THE PROBLEM: Please count the lines in the listing below that contain the string "path", matching case exactly, and reply with that number alone.

>>>

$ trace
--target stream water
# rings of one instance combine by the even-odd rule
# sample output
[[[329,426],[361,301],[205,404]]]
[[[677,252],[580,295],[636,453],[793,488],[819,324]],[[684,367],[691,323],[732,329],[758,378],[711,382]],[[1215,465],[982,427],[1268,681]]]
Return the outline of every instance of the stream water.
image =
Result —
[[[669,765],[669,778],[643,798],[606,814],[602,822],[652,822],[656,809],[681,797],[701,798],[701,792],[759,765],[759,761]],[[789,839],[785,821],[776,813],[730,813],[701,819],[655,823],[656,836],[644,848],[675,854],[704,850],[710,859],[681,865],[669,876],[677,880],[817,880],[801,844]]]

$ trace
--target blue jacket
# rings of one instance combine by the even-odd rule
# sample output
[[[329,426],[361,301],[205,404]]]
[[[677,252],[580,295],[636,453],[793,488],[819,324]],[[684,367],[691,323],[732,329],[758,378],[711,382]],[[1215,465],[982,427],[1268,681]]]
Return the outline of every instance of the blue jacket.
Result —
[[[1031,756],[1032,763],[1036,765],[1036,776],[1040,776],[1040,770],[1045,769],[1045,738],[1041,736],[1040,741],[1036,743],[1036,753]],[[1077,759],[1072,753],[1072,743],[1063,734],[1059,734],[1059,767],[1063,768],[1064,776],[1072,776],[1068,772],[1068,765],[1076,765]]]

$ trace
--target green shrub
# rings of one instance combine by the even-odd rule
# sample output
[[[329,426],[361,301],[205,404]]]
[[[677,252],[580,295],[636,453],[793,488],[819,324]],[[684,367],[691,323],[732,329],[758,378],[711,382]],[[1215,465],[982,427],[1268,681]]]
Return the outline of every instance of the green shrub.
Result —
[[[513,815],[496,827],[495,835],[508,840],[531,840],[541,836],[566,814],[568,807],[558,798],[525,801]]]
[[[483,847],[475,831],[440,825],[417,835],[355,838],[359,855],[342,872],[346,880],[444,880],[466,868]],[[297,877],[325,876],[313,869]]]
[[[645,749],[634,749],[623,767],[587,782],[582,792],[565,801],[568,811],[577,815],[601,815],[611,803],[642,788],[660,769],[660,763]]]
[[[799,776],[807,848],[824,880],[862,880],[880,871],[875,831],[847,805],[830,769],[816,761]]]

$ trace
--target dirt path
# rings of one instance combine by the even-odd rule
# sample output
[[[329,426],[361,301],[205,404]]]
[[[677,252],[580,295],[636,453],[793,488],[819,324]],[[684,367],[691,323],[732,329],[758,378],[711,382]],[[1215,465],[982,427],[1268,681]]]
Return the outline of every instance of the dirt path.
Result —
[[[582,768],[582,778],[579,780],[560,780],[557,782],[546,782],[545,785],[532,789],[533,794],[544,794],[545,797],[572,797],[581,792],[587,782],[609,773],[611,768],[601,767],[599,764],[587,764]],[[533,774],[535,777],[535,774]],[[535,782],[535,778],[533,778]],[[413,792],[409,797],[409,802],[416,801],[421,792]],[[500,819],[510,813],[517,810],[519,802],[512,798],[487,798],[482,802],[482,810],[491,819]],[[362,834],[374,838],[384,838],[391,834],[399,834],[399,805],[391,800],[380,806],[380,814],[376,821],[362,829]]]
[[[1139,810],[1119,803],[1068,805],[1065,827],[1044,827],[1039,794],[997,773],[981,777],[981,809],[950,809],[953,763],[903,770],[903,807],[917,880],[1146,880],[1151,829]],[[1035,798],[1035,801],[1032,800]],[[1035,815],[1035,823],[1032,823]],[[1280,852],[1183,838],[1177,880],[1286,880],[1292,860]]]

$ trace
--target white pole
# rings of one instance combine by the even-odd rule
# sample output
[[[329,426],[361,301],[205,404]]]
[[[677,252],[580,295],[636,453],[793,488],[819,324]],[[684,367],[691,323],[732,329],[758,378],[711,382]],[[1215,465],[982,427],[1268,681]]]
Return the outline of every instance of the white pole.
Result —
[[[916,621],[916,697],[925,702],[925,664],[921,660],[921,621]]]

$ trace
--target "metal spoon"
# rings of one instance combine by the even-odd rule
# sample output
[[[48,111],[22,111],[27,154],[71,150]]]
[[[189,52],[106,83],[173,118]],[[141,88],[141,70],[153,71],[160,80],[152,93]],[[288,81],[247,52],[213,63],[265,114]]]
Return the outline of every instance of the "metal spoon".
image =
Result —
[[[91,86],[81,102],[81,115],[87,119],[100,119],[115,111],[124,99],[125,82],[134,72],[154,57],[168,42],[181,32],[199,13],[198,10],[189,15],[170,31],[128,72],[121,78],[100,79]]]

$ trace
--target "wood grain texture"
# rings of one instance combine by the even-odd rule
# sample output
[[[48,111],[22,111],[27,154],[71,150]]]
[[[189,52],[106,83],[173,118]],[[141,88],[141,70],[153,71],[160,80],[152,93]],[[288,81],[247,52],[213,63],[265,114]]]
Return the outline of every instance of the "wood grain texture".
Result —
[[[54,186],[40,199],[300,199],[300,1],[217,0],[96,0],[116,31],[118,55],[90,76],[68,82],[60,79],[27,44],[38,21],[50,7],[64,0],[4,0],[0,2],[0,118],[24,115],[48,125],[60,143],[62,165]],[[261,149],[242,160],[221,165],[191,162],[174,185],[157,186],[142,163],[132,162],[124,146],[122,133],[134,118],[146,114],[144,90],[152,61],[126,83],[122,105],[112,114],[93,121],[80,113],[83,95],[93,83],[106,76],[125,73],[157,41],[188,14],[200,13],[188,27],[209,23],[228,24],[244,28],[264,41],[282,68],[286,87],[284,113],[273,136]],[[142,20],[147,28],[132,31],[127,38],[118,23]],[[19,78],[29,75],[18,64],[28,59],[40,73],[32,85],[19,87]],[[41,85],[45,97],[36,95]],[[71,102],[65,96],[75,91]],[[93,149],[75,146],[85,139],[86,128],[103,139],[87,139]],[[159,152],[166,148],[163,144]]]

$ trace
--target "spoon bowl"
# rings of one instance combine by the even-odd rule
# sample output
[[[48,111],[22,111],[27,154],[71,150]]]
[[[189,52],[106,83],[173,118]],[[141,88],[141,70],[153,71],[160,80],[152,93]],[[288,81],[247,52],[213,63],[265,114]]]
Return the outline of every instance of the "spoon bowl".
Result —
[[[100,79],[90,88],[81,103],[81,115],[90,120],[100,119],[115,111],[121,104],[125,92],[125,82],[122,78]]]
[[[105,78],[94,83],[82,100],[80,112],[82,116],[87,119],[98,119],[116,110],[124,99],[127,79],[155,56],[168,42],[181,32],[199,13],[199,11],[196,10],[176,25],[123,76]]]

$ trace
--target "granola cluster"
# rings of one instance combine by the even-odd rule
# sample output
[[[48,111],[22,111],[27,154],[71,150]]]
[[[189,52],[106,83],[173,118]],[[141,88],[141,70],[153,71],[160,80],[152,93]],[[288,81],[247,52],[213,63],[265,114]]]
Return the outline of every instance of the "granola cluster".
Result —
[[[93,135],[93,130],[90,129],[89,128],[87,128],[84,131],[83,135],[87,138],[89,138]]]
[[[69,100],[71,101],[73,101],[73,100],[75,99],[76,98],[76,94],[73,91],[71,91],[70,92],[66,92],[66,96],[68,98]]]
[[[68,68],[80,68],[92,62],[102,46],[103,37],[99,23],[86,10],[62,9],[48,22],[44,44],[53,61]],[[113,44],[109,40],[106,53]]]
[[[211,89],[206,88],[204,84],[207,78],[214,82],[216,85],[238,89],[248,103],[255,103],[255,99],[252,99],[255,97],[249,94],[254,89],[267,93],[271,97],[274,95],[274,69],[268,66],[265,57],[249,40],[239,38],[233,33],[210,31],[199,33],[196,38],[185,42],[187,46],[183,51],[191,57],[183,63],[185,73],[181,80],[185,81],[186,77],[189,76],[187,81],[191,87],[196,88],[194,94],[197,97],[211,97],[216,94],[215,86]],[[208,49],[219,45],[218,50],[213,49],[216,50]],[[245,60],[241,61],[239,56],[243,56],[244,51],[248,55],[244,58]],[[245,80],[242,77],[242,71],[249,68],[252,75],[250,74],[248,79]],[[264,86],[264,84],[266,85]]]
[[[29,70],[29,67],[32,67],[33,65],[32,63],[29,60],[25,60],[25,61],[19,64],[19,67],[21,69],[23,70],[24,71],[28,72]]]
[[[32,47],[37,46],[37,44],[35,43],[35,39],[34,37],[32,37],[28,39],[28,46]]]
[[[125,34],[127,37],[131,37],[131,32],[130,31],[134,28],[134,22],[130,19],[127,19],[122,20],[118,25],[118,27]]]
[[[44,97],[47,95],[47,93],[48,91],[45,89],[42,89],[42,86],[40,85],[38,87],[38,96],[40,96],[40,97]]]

<<<

RIGHT ANSWER: 2